## EXTRACTED MATERIAL
%%
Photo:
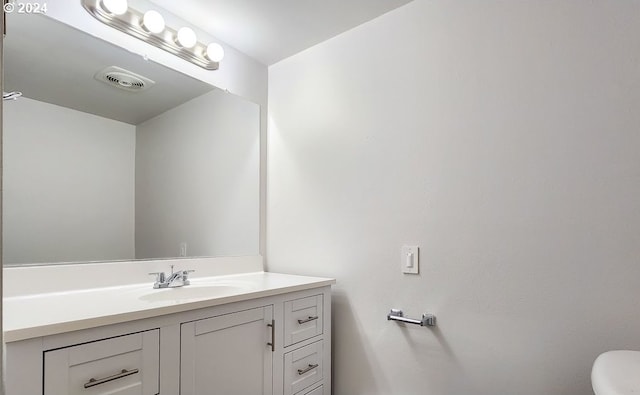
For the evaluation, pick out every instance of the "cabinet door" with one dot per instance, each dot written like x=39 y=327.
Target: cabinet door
x=228 y=354
x=126 y=365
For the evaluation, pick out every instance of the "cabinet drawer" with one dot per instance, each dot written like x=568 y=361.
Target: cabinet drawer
x=303 y=367
x=315 y=391
x=302 y=319
x=126 y=365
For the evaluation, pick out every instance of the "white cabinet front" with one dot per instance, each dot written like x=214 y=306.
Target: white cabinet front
x=125 y=365
x=230 y=354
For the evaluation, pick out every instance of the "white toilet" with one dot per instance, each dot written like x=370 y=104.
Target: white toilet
x=616 y=373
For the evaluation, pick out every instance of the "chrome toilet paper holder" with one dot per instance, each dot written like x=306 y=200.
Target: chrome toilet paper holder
x=397 y=315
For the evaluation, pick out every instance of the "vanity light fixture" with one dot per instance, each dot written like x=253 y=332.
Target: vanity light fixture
x=150 y=27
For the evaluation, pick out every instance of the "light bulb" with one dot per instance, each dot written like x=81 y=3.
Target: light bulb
x=215 y=52
x=153 y=21
x=187 y=37
x=116 y=7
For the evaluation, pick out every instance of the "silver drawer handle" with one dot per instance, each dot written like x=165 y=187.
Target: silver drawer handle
x=124 y=373
x=307 y=320
x=308 y=368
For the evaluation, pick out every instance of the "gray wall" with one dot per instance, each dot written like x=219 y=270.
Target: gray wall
x=197 y=179
x=68 y=185
x=502 y=138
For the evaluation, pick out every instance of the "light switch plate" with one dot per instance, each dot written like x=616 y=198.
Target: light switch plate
x=410 y=259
%%
## WORK TO COMPLETE
Reproduce all of the records above line for line and word for word, omitting the pictures.

## TASK OUTPUT
Photo:
For the evaluation, pick out every instance of the "cabinet door" with one dot per instance, each dot written like x=39 y=327.
Target: cabinet door
x=228 y=354
x=126 y=365
For the evaluation, pick out every instance of the "cabinet drawer" with one dot per instance, each dot written like x=568 y=361.
Target: cabinet drawer
x=303 y=367
x=315 y=391
x=302 y=319
x=126 y=365
For the evaluation, pick out every instance of the "white cabinet front" with one dot per instance, each dot written like x=214 y=306.
Target: white cabinet front
x=125 y=365
x=230 y=354
For the evaluation, pick out every instance of the "white toilet" with one dot per instance, each dot written like x=370 y=104.
Target: white toilet
x=616 y=373
For the evaluation, pick out every instance of the "chrome toilet paper holder" with one dot per instance, each dot written like x=306 y=200.
Target: chrome toilet paper holder
x=397 y=315
For the evaluation, pick out every instance of the "vanity light fixture" with one dot per instance, each dot written like x=253 y=332.
Target: vanity light fixture
x=150 y=27
For the evaluation, pick out every instance of the "light bulb" with one dot per instance, each dot written like x=81 y=3.
Target: light bulb
x=215 y=52
x=153 y=21
x=187 y=37
x=116 y=7
For the evaluation, pick out every instance of the "silver drawer handle" with one dot per instance, each dot written like x=165 y=187.
Target: silver drawer handle
x=124 y=373
x=307 y=320
x=308 y=368
For the evaluation, pick out every instance of the "gray wall" with one dot per instance, each dot written like x=219 y=270.
Target: gray wall
x=197 y=179
x=68 y=185
x=502 y=138
For the evaluation, pick out every instance of the "light switch plate" with one dot per instance, each dot written like x=616 y=198.
Target: light switch plate
x=410 y=259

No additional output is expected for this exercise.